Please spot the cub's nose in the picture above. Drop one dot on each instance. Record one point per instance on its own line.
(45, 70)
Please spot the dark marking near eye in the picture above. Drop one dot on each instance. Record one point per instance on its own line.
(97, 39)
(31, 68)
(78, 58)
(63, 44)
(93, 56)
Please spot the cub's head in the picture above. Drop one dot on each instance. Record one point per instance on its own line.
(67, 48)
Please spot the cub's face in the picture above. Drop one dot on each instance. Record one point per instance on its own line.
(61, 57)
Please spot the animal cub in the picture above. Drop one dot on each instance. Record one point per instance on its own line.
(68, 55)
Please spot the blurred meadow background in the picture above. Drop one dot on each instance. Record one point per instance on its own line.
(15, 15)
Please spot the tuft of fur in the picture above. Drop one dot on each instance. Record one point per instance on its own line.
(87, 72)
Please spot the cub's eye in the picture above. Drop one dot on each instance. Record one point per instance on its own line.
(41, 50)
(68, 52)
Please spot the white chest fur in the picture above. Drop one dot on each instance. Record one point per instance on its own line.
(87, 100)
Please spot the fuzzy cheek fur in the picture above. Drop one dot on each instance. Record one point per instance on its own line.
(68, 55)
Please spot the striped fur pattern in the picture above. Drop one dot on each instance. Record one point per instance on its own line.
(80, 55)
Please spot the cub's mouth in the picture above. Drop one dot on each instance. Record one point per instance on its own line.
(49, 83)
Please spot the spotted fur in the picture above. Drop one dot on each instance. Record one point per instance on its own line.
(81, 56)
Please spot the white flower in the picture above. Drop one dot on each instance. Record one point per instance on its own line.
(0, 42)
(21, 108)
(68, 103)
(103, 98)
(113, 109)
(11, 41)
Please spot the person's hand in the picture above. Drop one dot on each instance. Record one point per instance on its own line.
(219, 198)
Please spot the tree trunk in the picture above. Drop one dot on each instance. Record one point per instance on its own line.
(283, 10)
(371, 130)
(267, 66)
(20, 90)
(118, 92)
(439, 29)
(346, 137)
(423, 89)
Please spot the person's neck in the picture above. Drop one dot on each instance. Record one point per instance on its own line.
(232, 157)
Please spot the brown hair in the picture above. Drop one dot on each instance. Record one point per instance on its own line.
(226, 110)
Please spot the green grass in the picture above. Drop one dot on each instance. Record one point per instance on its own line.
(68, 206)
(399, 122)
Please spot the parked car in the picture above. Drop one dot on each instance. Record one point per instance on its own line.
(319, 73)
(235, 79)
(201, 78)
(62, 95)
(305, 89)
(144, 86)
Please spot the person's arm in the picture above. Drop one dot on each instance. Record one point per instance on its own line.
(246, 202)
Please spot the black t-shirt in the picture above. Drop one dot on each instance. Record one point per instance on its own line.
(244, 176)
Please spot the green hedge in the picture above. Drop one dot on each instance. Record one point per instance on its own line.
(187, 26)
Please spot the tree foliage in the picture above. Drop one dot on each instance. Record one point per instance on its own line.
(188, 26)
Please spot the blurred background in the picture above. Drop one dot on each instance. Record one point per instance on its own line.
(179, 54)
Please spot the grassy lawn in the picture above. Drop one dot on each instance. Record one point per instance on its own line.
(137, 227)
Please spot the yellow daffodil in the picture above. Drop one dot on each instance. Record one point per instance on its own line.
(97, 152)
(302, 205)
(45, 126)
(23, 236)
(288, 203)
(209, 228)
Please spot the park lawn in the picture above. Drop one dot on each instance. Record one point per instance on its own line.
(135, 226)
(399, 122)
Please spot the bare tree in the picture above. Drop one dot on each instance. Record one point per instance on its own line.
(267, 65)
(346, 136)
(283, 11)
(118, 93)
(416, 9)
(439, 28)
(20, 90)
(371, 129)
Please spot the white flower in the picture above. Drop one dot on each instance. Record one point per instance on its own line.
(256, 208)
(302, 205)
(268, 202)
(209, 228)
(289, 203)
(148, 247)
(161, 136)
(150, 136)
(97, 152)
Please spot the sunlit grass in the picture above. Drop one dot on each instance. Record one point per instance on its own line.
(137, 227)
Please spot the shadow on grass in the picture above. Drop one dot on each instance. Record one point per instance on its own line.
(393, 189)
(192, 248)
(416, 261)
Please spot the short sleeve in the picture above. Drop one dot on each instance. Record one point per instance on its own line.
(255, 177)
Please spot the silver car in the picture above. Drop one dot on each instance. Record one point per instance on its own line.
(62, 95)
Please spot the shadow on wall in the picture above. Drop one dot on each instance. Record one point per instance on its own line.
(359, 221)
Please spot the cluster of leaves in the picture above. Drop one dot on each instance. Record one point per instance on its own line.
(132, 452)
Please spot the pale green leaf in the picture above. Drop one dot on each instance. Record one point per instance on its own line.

##########

> **Given exercise**:
Write out all the lines above again, substituting "mark" for every "dot" and keeping everything else the same.

> **Correct output**:
Please spot the cub's nose in the picture above. Drop one mark on each instance. Record one point per instance on its own line.
(45, 70)
Please spot the dark marking near eye in the picture above. Drop one mark on each instance. Record one point per instance on its own line.
(97, 39)
(31, 68)
(78, 58)
(63, 44)
(93, 56)
Please spot the cub's head in the picture above. Drop one mark on each instance. Record one point per instance on its own line.
(67, 48)
Please spot the cub's face in the picture above. Drop one mark on each instance. Record one point per instance on its own line.
(61, 57)
Please spot the animal cub in the picture above. Drop one mark on each instance. Record one point per instance on its own line.
(68, 55)
Please spot the blurred meadow background in the picture above. Drop one mark on each instance. Record one point per instance on its own line.
(15, 15)
Please spot the tuft of fur in the picture above. Drop one mark on each instance. Record one point per instance on its own line.
(87, 72)
Please spot the cub's eye in the picture above. Drop one mark on each instance. Record one point per instance on its own line.
(41, 50)
(68, 52)
Please spot the white chest fur in the picture above. Drop one mark on each instance. Record one point per instance on its own line.
(87, 100)
Please spot the fuzzy cheek fur in the picture above. Drop one mark on each instance. Record one point per instance on its own line.
(68, 55)
Please spot the striped fur pattern in the picture above. Drop one mark on each instance. Record one point per instance on its own line.
(80, 55)
Please spot the cub's mouth in the picture above. Drop one mark on each instance. Record one point per instance on its own line.
(49, 83)
Please spot the spotted fur in the picture above. Drop one mark on each instance. Record one point per instance on its own line.
(81, 56)
Please spot the white flower in the picture above. Drop one mark on each instance. Record one point per instance on its own line.
(0, 42)
(21, 108)
(68, 103)
(103, 98)
(113, 109)
(11, 41)
Please spot the person's hand in the picture above. Drop one mark on each instance. Record one point per instance on its own line.
(219, 198)
Please spot the tree trunk in the picture above. Drop one mark on each instance. Record one point per instance on its own line.
(283, 10)
(371, 130)
(267, 66)
(20, 90)
(118, 92)
(439, 29)
(346, 137)
(423, 89)
Please spot the person's neck in the picture above. Drop one mark on each instance. Record one point per instance on its own line.
(232, 157)
Please spot the brown hair in the picture above. Drop one mark on each instance. Record one point per instance on its own line.
(226, 110)
Please spot the green grass in the picture above. Drop one mark on each instance. Record one point per instance on its own line.
(68, 206)
(399, 122)
Please spot the parked car in the picture above. Drop one mark on each instance. Record one point per instance on its own line.
(319, 73)
(235, 79)
(201, 78)
(62, 95)
(305, 89)
(144, 86)
Please spot the person's arm in the picture above. Drop one mark on each instance. Record one point per instance on its own line.
(246, 202)
Please spot the black t-shirt in the picture above. Drop one mark on each instance. Record one point per instance on its own line.
(244, 176)
Please spot the green hedge in the picture above. Drop one mark on each instance. Record one point per instance on its own line.
(187, 26)
Please spot the tree foliage in the picture above. Drop one mark on each instance. Record one point per instance on its own line.
(188, 26)
Please spot the blurred background in the picture above. Drop one mark on each instance. Record one point per instance on its own line.
(179, 54)
Please spot the grassy lawn in the picture above. Drop one mark on each instance. Record one point per instance on its own line.
(137, 227)
Please spot the yellow daffodil in the picture above. Drop one mark on each instance. Record one point per instance on its own line.
(97, 152)
(302, 205)
(45, 126)
(23, 236)
(288, 203)
(209, 228)
Please spot the park lawn in the picture above. Drop one mark on each instance. Record one point per instance on its own line.
(135, 226)
(399, 122)
Please spot the bare tree in the picture above. Drop one mark on each instance. Record one point per instance on its own line.
(267, 65)
(346, 136)
(283, 11)
(118, 93)
(416, 9)
(439, 28)
(20, 90)
(371, 129)
Please spot the white flower in the picture above. Drop one mark on each instance. Record one point per instance on its own line.
(256, 208)
(302, 205)
(268, 202)
(209, 228)
(289, 203)
(148, 247)
(161, 136)
(150, 136)
(97, 152)
Please spot the sunlit grass in the picture above. Drop one mark on each instance. Record one point per instance on its own line.
(137, 227)
Please spot the shadow on grass in the picture above. Drop one mark on each instance. Record one point per instance on its own line.
(393, 189)
(192, 248)
(416, 261)
Please spot the short sleeve in the picture above. Drop one mark on each instance. Record one point per instance on its own line.
(255, 177)
Please spot the silver car in the picture above. Drop one mark on each instance. Record one point per instance on its own line.
(62, 95)
Please spot the shadow on wall in the picture above. Drop one mark on each instance. Record one point per instance on its own line.
(359, 221)
Please spot the cluster of leaves in the picture above. Drop one mark on each instance. Record one point per instance on its own line.
(132, 452)
Please spot the pale green leaf in the picture above. Drop one mark on each instance. Record one point per instance on its own line.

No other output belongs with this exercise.